STATED GOAL: Please give every line of the records below as a numbered list, leaving out the blank lines.

(Part of a data file)
• • •
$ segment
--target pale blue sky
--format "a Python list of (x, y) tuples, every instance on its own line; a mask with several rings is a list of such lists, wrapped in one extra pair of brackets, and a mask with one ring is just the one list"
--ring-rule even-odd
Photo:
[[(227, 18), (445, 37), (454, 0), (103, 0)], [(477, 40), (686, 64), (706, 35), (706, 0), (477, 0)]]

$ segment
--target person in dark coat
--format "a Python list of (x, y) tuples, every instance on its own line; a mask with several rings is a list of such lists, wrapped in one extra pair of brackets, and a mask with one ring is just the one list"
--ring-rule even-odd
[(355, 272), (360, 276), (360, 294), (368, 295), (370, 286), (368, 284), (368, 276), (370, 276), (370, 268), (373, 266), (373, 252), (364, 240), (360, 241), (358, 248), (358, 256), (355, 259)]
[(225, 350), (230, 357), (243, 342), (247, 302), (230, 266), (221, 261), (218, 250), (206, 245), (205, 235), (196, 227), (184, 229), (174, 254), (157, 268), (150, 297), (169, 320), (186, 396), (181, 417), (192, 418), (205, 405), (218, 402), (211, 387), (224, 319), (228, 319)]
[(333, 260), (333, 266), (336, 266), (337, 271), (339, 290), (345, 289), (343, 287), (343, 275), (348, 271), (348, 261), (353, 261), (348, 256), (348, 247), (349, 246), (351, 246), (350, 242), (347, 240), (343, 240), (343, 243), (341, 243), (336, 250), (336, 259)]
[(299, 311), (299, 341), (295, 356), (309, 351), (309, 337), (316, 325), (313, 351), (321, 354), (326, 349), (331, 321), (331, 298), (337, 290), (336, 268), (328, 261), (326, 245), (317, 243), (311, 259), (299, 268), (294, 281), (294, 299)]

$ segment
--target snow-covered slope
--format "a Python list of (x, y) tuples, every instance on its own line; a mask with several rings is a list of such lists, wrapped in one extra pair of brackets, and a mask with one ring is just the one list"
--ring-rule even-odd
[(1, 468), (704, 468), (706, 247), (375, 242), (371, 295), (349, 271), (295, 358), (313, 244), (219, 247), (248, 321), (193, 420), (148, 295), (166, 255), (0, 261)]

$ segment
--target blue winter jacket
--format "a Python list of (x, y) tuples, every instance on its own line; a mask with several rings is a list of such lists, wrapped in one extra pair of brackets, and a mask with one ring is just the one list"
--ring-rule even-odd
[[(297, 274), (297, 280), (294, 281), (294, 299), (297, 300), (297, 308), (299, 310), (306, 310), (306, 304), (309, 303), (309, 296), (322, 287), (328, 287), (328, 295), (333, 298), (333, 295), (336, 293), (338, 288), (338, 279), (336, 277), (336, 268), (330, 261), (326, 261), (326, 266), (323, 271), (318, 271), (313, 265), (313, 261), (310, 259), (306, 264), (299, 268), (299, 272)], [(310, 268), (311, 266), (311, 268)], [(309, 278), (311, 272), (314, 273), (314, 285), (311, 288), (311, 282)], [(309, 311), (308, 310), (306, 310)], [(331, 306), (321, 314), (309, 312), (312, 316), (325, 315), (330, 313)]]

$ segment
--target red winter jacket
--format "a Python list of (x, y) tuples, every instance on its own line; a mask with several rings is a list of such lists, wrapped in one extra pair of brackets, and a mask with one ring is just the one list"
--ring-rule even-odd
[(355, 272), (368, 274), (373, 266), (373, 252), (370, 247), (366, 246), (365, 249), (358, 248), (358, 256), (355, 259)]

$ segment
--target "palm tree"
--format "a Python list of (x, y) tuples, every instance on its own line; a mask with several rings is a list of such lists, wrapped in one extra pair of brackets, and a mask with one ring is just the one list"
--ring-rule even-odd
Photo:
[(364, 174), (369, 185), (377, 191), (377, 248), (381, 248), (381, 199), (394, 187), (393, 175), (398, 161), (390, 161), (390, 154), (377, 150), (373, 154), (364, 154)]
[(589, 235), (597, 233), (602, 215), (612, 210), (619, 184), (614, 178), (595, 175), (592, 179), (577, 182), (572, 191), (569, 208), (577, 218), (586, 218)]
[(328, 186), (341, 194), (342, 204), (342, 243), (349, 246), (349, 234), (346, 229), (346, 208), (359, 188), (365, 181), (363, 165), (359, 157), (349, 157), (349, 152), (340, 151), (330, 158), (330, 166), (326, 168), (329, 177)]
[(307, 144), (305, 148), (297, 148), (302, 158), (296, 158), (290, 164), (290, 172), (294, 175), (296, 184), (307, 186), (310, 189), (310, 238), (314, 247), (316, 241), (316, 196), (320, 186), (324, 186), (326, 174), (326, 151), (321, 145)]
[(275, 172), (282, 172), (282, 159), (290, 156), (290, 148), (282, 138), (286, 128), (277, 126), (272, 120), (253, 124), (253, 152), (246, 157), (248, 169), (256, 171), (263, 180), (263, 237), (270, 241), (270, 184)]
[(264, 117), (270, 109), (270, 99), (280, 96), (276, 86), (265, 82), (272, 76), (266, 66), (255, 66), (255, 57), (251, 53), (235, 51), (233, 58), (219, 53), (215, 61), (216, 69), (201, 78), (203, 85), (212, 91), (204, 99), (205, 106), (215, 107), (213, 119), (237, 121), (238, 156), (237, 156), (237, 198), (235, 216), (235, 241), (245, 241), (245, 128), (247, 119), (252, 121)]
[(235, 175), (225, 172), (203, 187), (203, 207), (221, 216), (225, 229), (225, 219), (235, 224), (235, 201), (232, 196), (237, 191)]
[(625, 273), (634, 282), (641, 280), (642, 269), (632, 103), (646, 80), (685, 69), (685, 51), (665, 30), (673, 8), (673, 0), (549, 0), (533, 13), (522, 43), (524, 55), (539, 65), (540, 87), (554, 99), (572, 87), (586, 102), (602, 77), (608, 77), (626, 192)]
• • •
RESULT OF THE TASK:
1. $ segment
2. --target pale blue sky
3. --format "a Python list of (x, y) tuples, every instance on its own line; a mask with several rings is a list of such lists, wrapped in one extra pair of brackets, and a mask with one ring is just the one list"
4. --ring-rule even-odd
5. Photo:
6. [[(227, 18), (445, 37), (454, 0), (103, 0)], [(477, 40), (686, 64), (706, 35), (706, 0), (477, 0)]]
7. $ segment
8. --target person in dark coat
9. --format "a Python list of (x, y) tuples, every instance on its own line; a mask with several rings is a list of such lists, wrapped in one extra pair of brackets, and a mask with one ring is just the one list"
10. --ring-rule even-odd
11. [(355, 272), (360, 276), (360, 294), (368, 295), (370, 286), (368, 284), (368, 276), (370, 276), (370, 268), (373, 266), (373, 252), (364, 240), (360, 241), (358, 248), (358, 256), (355, 259)]
12. [(225, 350), (230, 357), (243, 342), (247, 302), (230, 266), (221, 261), (218, 250), (206, 245), (205, 235), (196, 227), (184, 229), (174, 254), (157, 268), (150, 297), (169, 320), (186, 396), (181, 417), (192, 418), (205, 405), (218, 402), (211, 387), (224, 319), (228, 319)]
13. [(333, 260), (333, 266), (336, 266), (337, 271), (339, 290), (345, 289), (343, 287), (343, 275), (348, 271), (348, 261), (353, 261), (348, 256), (348, 247), (349, 246), (351, 246), (350, 242), (347, 240), (343, 240), (343, 243), (341, 243), (336, 250), (336, 259)]
14. [(299, 311), (299, 341), (295, 356), (309, 351), (309, 337), (316, 325), (313, 351), (321, 354), (326, 349), (331, 321), (331, 298), (337, 290), (336, 268), (328, 261), (326, 245), (317, 243), (311, 259), (299, 268), (294, 281), (294, 299)]
15. $ segment
16. --target snow-covered slope
17. --format "a Python list of (x, y) tuples, every instance on its own line; a mask with several rings is a list of such lists, wrapped in one extra pair of brackets, and a mask with one ring is just the one list"
18. --ring-rule even-odd
19. [(1, 468), (704, 468), (706, 247), (375, 242), (371, 295), (349, 271), (295, 358), (313, 244), (219, 247), (248, 321), (193, 420), (148, 295), (166, 255), (0, 261)]
20. $ segment
21. --target blue winter jacket
22. --format "a Python list of (x, y) tuples, every instance on its own line; a mask with several rings is a list of such lists, wrapped in one extra pair of brackets, and a mask with one ring is just the one list"
23. --ring-rule even-odd
24. [[(297, 274), (297, 280), (294, 281), (294, 299), (297, 300), (297, 308), (299, 310), (306, 310), (306, 304), (309, 303), (309, 296), (322, 287), (328, 287), (328, 295), (333, 298), (333, 295), (336, 293), (338, 288), (338, 279), (336, 277), (336, 268), (330, 261), (326, 261), (326, 266), (323, 271), (318, 271), (313, 265), (313, 261), (310, 259), (306, 264), (299, 268), (299, 272)], [(310, 268), (311, 266), (311, 268)], [(309, 278), (311, 272), (314, 273), (314, 285), (311, 288), (311, 282)], [(309, 311), (308, 310), (306, 310)], [(331, 306), (321, 314), (309, 312), (312, 316), (325, 315), (330, 313)]]
25. $ segment
26. --target red winter jacket
27. --format "a Python list of (x, y) tuples, every instance on its own line; a mask with several rings is a list of such lists, wrapped in one extra pair of brackets, and a mask with one ring is just the one list"
28. --ring-rule even-odd
29. [(355, 272), (368, 274), (373, 266), (373, 252), (370, 247), (366, 246), (365, 249), (358, 248), (358, 256), (355, 259)]
30. $ segment
31. --target "palm tree"
32. --format "a Python list of (x, y) tuples, every instance on its own line; a mask with several rings is a list of such lists, wrapped in one extra pair of brackets, and a mask with one ring is just the one list"
33. --ring-rule even-odd
34. Photo:
35. [(364, 174), (369, 185), (377, 191), (377, 248), (381, 248), (381, 199), (394, 187), (393, 175), (398, 161), (390, 161), (390, 154), (377, 150), (373, 154), (364, 154)]
36. [(589, 235), (597, 233), (602, 215), (612, 210), (619, 184), (614, 178), (595, 175), (592, 179), (577, 182), (572, 191), (569, 208), (577, 218), (586, 218)]
37. [(328, 186), (341, 194), (342, 204), (342, 243), (349, 246), (349, 234), (346, 229), (346, 208), (359, 188), (365, 181), (363, 165), (359, 157), (349, 157), (349, 152), (340, 151), (330, 158), (330, 166), (326, 168), (329, 177)]
38. [(307, 144), (305, 148), (297, 148), (302, 158), (296, 158), (290, 164), (290, 172), (294, 175), (296, 184), (307, 186), (310, 189), (310, 238), (314, 247), (316, 241), (316, 196), (320, 186), (324, 186), (326, 174), (326, 151), (321, 145)]
39. [(275, 172), (282, 172), (282, 159), (290, 156), (290, 148), (282, 138), (286, 128), (277, 126), (272, 120), (253, 124), (253, 152), (246, 157), (248, 169), (256, 171), (263, 180), (263, 237), (270, 241), (270, 184)]
40. [(264, 117), (270, 109), (270, 99), (280, 96), (276, 86), (265, 82), (272, 76), (266, 66), (255, 66), (255, 57), (251, 53), (235, 51), (233, 58), (219, 53), (215, 61), (216, 69), (201, 78), (203, 85), (212, 91), (204, 99), (205, 106), (215, 107), (213, 119), (237, 121), (238, 156), (237, 156), (237, 198), (235, 216), (235, 241), (245, 241), (245, 128), (247, 119), (252, 121)]
41. [(235, 175), (225, 172), (203, 187), (203, 207), (221, 216), (225, 229), (225, 219), (235, 224), (235, 201), (232, 196), (237, 191)]
42. [(625, 273), (634, 282), (641, 280), (642, 269), (632, 103), (646, 80), (685, 69), (685, 51), (665, 30), (673, 8), (673, 0), (549, 0), (533, 13), (522, 43), (524, 55), (539, 65), (540, 87), (554, 99), (572, 87), (586, 102), (602, 77), (608, 77), (626, 192)]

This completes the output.